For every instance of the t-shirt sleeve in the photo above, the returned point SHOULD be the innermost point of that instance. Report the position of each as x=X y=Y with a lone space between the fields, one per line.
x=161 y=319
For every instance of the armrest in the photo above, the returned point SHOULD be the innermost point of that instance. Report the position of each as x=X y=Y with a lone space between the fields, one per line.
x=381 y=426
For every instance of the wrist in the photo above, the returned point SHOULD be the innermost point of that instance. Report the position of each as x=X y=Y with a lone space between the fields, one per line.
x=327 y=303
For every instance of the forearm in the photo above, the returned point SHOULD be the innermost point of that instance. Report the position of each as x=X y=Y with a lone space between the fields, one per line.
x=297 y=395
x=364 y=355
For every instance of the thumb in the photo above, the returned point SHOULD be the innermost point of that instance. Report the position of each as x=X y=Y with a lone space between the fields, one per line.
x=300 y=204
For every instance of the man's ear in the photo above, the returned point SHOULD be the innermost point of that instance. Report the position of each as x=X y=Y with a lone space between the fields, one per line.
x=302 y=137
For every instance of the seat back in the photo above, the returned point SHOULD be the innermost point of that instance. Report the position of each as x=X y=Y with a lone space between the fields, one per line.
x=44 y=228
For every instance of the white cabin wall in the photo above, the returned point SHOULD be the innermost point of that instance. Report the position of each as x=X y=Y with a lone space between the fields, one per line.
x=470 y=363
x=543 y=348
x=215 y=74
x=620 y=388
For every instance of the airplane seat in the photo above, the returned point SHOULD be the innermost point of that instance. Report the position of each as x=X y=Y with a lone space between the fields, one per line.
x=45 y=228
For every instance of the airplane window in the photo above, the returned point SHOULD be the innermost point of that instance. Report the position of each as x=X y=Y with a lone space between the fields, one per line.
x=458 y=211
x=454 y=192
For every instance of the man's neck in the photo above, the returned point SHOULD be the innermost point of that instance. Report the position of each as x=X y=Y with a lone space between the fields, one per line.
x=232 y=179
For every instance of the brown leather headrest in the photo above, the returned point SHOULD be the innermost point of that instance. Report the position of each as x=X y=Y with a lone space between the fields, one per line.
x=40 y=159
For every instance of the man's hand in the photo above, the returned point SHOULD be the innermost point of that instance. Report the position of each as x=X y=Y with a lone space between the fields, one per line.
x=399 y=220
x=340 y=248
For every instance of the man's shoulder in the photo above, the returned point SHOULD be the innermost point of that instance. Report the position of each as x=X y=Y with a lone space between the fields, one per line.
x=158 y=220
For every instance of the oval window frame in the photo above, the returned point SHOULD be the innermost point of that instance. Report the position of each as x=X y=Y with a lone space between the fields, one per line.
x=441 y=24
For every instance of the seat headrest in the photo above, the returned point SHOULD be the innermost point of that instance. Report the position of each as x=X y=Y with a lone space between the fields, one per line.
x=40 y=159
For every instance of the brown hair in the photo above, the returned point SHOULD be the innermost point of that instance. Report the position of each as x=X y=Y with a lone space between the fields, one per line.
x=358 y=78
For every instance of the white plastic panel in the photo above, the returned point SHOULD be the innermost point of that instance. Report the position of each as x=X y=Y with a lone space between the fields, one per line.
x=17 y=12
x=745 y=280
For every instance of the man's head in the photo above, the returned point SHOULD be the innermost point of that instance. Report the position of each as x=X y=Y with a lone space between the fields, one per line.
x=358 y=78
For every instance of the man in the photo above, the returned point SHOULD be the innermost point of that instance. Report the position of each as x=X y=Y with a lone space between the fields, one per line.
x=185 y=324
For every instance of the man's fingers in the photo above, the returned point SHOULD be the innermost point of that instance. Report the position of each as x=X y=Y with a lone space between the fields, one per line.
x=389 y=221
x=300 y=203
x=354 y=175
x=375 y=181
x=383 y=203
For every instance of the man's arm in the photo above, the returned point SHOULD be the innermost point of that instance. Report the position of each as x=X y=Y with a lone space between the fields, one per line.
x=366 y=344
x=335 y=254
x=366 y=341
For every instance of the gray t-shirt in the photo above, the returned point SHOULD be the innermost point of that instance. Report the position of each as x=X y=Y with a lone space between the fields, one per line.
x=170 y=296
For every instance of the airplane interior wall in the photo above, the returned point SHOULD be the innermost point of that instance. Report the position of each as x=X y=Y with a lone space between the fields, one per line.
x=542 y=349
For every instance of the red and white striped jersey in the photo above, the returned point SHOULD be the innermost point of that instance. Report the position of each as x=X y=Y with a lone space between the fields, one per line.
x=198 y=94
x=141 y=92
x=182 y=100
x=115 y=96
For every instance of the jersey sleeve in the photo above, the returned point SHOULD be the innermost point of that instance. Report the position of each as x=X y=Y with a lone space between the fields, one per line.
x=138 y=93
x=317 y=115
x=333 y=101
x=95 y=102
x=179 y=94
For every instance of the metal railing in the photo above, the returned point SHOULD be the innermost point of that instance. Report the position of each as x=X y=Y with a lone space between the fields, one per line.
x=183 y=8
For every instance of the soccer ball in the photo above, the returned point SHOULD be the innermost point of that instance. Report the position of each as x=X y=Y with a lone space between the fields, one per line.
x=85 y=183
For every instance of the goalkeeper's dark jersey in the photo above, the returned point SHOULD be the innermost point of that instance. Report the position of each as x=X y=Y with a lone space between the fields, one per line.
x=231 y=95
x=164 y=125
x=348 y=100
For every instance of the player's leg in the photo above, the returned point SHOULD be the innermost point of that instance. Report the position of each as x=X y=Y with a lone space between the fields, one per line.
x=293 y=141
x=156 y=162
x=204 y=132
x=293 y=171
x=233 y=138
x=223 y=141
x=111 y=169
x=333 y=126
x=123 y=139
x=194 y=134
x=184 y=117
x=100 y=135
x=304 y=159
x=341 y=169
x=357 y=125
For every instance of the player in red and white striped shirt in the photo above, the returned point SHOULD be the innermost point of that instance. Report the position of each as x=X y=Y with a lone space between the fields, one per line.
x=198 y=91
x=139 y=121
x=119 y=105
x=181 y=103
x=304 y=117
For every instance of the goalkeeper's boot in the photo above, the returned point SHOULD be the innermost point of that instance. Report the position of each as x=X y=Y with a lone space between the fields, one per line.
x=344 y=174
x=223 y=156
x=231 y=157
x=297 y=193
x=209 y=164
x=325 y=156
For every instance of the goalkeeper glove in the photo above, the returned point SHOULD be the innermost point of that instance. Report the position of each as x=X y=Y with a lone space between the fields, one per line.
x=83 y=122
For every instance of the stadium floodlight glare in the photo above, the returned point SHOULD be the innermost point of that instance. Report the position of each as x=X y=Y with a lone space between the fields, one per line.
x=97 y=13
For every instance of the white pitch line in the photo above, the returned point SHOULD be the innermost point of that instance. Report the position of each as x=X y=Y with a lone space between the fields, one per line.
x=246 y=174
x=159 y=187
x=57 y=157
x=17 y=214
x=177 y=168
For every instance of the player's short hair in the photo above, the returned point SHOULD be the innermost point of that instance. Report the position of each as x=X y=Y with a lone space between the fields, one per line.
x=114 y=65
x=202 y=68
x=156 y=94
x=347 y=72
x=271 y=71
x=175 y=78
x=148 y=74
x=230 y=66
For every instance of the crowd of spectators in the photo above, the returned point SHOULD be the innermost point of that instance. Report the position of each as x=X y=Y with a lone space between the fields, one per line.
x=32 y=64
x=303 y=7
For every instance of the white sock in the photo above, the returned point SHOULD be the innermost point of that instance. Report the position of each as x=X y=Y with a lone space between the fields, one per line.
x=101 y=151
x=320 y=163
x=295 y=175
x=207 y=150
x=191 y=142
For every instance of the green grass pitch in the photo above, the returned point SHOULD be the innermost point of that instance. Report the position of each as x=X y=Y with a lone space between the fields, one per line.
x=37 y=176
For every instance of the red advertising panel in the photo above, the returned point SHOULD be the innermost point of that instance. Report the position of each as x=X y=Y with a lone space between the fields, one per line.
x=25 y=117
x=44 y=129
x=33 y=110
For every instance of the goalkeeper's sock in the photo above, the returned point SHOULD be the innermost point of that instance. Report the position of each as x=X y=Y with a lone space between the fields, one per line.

____________

WHAT YOU NEED TO DO:
The lines from the one containing "For every instance of the red advertising" through the last line of the records are to be transcribed exactly, with nothing else added.

SOLUTION TO THE EXERCISE:
For every instance of the red advertising panel in the photo above, the returned point SHOULD be the innermost point of that instance. Report the position of each as x=X y=Y with a lone space between the fields, one per line.
x=25 y=117
x=44 y=129
x=33 y=110
For every instance of the goalkeeper's sock in the photo above, the returned point SHOULD be the innermost point of that instance. Report the position of each as x=X y=Y with a lone space between the fields, one per line.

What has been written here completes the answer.